From the line that includes "Where can the batting" to the last line of the data, quote each line precisely; both boundary lines belong in the answer.

## begin

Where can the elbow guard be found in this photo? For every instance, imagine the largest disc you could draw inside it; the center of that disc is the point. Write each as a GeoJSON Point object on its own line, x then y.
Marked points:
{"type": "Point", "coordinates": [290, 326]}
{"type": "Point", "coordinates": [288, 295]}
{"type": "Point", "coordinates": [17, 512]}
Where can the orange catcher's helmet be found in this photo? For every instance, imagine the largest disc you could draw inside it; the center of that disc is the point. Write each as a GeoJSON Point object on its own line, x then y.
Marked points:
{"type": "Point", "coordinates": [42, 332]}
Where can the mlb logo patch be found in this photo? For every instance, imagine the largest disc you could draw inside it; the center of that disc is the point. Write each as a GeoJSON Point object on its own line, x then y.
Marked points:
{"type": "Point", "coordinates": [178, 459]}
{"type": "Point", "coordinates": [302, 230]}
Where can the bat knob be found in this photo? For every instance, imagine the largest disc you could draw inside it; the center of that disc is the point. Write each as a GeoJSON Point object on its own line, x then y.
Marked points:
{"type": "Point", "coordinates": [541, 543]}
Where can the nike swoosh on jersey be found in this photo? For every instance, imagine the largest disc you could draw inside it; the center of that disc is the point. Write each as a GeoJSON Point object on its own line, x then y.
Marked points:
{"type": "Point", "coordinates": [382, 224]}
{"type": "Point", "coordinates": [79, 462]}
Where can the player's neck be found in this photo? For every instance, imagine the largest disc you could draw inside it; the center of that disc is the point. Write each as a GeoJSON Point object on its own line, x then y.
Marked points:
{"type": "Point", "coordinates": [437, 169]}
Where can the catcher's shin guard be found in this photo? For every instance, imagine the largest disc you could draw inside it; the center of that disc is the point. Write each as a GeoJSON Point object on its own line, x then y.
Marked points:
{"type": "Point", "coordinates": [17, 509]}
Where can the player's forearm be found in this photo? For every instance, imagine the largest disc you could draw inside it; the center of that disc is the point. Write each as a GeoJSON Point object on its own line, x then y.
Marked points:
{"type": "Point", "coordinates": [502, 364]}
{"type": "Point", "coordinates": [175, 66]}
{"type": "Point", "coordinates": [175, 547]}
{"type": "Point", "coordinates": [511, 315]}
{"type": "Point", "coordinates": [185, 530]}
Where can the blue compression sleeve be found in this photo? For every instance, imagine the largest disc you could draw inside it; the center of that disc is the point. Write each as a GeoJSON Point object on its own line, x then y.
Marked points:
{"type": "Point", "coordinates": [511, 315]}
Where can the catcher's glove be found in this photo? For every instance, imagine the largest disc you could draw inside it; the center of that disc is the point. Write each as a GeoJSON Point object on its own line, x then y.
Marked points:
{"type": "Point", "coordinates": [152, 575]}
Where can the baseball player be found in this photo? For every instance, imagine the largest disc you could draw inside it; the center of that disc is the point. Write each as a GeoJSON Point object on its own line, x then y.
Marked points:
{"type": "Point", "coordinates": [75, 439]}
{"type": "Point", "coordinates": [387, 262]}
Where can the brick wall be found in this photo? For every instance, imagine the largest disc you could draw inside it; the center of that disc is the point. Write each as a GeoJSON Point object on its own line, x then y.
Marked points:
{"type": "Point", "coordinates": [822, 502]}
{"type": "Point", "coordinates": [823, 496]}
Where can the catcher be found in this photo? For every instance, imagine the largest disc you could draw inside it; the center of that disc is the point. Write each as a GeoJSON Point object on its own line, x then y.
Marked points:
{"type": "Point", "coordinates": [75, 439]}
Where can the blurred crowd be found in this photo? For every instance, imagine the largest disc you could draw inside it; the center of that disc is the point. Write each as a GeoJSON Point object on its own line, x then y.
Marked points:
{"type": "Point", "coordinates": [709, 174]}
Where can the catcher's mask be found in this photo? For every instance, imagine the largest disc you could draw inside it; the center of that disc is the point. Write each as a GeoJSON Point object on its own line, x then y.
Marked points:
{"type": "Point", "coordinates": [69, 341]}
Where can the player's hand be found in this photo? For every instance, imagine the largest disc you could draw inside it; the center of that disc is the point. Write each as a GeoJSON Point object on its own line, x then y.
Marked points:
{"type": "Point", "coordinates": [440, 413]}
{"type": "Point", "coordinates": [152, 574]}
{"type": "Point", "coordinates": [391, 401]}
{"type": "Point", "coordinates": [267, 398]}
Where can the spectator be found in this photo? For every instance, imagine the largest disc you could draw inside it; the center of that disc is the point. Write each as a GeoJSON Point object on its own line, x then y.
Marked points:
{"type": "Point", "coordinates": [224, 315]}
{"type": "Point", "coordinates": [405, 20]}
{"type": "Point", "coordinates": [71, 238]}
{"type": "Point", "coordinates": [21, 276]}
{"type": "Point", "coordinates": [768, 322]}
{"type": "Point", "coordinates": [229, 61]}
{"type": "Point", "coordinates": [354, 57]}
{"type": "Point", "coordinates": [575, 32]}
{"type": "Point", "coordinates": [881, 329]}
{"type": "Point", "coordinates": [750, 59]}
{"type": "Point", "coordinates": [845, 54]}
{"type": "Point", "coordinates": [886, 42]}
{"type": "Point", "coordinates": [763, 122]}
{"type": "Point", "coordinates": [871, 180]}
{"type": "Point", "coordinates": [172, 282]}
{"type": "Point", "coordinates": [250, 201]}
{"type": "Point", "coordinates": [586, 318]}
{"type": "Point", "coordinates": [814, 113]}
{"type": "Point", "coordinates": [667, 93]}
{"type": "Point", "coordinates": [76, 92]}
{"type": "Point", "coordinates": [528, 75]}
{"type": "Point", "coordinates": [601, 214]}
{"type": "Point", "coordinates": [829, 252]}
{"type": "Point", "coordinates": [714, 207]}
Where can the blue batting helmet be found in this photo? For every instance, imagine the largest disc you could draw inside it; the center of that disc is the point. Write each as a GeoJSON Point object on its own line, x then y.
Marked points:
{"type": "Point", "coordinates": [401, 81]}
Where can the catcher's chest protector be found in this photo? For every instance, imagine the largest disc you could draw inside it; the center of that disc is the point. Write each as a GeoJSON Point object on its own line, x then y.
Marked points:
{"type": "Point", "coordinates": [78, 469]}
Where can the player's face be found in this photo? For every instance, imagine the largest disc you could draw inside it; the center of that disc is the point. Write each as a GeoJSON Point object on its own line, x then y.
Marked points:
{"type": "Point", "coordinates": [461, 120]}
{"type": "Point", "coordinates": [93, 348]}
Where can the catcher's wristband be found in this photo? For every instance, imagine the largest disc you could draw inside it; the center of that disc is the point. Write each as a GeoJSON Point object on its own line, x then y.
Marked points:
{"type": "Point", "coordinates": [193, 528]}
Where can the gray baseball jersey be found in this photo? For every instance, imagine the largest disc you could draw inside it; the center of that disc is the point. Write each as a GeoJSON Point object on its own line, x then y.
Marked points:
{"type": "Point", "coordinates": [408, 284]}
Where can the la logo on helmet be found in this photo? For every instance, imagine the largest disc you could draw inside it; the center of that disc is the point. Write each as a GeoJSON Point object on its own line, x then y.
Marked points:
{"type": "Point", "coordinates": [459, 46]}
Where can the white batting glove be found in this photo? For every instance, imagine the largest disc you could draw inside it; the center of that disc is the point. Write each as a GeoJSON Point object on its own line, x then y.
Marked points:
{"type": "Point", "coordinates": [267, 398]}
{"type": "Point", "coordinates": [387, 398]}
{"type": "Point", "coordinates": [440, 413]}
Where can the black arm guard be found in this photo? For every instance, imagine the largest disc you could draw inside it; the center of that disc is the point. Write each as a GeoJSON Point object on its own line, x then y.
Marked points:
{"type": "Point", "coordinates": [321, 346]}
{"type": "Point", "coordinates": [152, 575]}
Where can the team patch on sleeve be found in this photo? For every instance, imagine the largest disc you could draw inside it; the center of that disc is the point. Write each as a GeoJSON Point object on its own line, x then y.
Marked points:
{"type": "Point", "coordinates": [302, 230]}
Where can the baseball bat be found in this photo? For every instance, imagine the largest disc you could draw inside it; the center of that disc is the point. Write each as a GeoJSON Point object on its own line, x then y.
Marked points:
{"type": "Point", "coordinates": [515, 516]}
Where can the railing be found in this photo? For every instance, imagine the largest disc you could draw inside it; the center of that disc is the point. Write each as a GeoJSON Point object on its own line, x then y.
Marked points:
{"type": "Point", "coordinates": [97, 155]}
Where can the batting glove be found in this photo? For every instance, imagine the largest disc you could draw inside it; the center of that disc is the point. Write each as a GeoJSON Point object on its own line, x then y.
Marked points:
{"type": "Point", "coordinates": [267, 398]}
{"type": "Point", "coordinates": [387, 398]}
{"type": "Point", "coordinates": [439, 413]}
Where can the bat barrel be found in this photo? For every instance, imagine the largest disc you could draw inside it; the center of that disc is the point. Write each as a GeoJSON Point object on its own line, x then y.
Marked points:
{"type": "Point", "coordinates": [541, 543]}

## end

_TASK SOLUTION_.
Where can the batting glove be found in this photo? For every instance, imagine the largest disc you could draw inside it; the center of that disc is the point. Write each as a GeoJSON Point object on its own line, x then y.
Marked points:
{"type": "Point", "coordinates": [267, 398]}
{"type": "Point", "coordinates": [387, 398]}
{"type": "Point", "coordinates": [439, 413]}
Where can the bat barrel be found in this photo? For every instance, imagine the largest disc you could draw inside it; the center of that disc is the point. Write each as a GeoJSON Point object on its own line, x then y.
Marked points:
{"type": "Point", "coordinates": [541, 543]}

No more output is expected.